- Requirements: Please retype the listing below line for line, without the picture.

- Dataset records:
START

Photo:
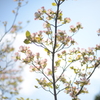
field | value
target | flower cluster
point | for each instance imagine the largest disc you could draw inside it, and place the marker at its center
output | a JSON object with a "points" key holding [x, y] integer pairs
{"points": [[63, 38], [83, 81], [75, 29]]}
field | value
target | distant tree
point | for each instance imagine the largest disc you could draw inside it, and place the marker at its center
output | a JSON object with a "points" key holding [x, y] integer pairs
{"points": [[10, 76]]}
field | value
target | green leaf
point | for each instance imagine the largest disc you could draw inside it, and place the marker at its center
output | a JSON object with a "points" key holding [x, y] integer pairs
{"points": [[26, 41], [27, 34], [54, 4]]}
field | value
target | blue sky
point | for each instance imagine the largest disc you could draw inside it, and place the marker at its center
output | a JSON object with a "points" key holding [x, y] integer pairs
{"points": [[84, 11]]}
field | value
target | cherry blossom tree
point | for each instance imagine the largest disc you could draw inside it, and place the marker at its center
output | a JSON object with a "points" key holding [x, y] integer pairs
{"points": [[10, 77], [62, 60]]}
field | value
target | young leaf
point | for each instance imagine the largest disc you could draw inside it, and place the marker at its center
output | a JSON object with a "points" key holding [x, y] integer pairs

END

- Full solution:
Photo:
field | value
target | flower cluster
point | for each instance imagine the largest disc you could draw inside it, and place the marker at its center
output | a JSON object with a "points" key holding [x, y] integer pairs
{"points": [[63, 38], [83, 81], [75, 29]]}
field | value
target | distant tree
point | for each instance imagine the largest disc you could draw inside it, and place the marker at its center
output | a JSON object with a "points" key holding [x, y] integer pairs
{"points": [[10, 76]]}
field | value
target | green leaf
point | for each instance imagine the largest disc you could draw inside it, and place the marker at its center
output | a JSON object with a "points" key holding [x, y] integer pairs
{"points": [[26, 41], [27, 34], [54, 4]]}
field | value
target | blue sky
point | for each instance imagine the largest disc you could draw inside it, and place the marker at its center
output | a JSON object with a "points" key holding [x, y] integer pairs
{"points": [[84, 11]]}
field | value
target | cherry blossom tree
point | for each instance imagine the largest disc you could draw inside it, and place the marker at its center
output | a JSON object with a "points" key holding [x, y] integer pairs
{"points": [[10, 77], [62, 60]]}
field | value
target | young leaf
point | for each instance imagine the largest disc you could draw inside it, and place the marker at its center
output | a JSON object with a "points" key holding [x, y] integer pairs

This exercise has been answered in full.